EXCERPT:
[start]

Event monitoring and notification subsystem

🌐 This document is available in both English and Ukrainian. Use the language toggle in the top right corner to switch between versions.

1. Overview

The Event monitoring and notification subsystem is responsible for collecting monitoring data from applications, and infrastructure stores information as a time series (time series). It offers capabilities for constructing search queries and allows the creation of alerts based on these queries.

2. Subsystem functions

  • Collection and storage of monitoring data from Platform and Registry components.

  • Generation of alerts based on monitoring data.

  • Visualization based on monitoring data.

  • Provision of a unified interface for metrics collection.

3. Technical design

The following diagram depicts the components of the Event monitoring and notification subsystem and their interaction with other subsystems.

monitoring subsystem.drawio

The Event monitoring and notification subsystem can be expanded with custom alert receivers (Alertmanager Receivers) and the creation of custom dashboards in addition to the default ones.

4. Subsystem Components

Component Name Namespace Deployment Origin Repository Purpose

Platform Monitoring Web Interface

grafana-monitoring

grafana

3rd-party

github:/epam/edp-ddm-monitoring

Visualization and access to monitoring data

Image Rendering Extension

grafana-monitoring

grafana-image-renderer

3rd-party

Grafana extension for generating PNG images during chart and graph export

Alert Service

openshift-monitoring

alertmanager-main

3rd-party

Notification system for administrators during anomalies or issues with Platform or Registry components

Prometheus Operator

openshift-monitoring

prometheus-operator

3rd-party

Monitoring component providing configuration, deployment, and maintenance of Prometheus monitoring subsystem components

Monitoring Subsystem Operator

openshift-monitoring

cluster-monitoring-operator

3rd-party

Configuration, deployment, and maintenance of the Platform’s monitoring subsystem in OpenShift.

Prometheus Query Service

openshift-monitoring

thanos-querier

3rd-party

Aggregates and deduplicates primary orchestration platform metrics of OpenShift and Registry metrics under a multi-user interface.

Virtual Machine Metrics Exporters

openshift-monitoring

node-exporter

3rd-party

Collection of metrics from the Platform and Registry virtual machines

Monitoring Service

openshift-monitoring

prometheus-k8s

3rd-party

Collection and storage of Platform and Registry component metrics. Central component on which the Event and Alert Monitoring Subsystem is based. Prometheus is a time-series database and metric rule engine. It also sends alerts to Alertmanager for processing.

k8s Object Monitoring Service

openshift-monitoring

kube-state-metrics

3rd-party

Collects metrics related to the state of resources and objects of the Kubernetes API server in the container orchestration platform.

OpenShift Object Monitoring Service

openshift-monitoring

openshift-state-metrics

3rd-party

Collects metrics related to the state of resources and objects of the OpenShift API server in the container orchestration platform.

[end]

ENTRIES:

[start]

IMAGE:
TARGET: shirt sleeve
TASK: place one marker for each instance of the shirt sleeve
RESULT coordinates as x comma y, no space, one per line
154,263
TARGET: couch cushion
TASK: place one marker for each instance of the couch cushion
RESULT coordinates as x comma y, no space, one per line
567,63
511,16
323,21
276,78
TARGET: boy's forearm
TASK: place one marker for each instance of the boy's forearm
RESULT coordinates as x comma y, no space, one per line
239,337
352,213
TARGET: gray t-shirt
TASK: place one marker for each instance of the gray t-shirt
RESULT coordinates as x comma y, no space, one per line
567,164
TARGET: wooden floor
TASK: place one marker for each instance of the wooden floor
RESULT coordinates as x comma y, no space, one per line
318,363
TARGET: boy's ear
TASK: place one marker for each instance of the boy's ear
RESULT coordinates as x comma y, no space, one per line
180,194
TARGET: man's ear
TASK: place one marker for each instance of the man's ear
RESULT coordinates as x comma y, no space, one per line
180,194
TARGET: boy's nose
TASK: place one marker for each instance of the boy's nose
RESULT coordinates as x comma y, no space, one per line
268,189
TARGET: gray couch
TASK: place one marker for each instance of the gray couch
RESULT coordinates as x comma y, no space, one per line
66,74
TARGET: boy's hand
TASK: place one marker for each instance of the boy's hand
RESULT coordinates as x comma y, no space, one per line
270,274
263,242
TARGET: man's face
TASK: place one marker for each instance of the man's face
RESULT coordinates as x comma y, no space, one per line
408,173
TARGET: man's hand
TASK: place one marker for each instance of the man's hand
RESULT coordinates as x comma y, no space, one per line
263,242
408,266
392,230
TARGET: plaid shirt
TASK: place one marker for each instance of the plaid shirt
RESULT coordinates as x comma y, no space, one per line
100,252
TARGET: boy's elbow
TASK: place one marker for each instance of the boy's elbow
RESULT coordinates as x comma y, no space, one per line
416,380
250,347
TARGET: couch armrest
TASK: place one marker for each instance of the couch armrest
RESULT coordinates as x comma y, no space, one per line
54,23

[end]
[start]

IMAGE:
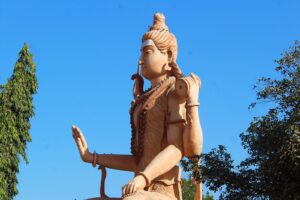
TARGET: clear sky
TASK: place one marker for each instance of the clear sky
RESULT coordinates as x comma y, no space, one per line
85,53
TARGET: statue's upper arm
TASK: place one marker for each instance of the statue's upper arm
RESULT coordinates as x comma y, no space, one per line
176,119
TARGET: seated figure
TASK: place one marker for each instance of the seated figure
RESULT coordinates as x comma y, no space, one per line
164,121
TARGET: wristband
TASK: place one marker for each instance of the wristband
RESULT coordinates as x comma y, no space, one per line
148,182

[end]
[start]

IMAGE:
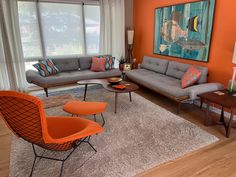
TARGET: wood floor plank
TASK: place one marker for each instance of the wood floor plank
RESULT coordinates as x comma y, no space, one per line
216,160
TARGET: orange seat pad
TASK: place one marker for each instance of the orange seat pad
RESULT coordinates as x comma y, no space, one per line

[end]

YOUR INSTRUCTIONS: In the page on the event monitoring and notification subsystem, what deployment is listed for the Alert Service?

RESPONSE: alertmanager-main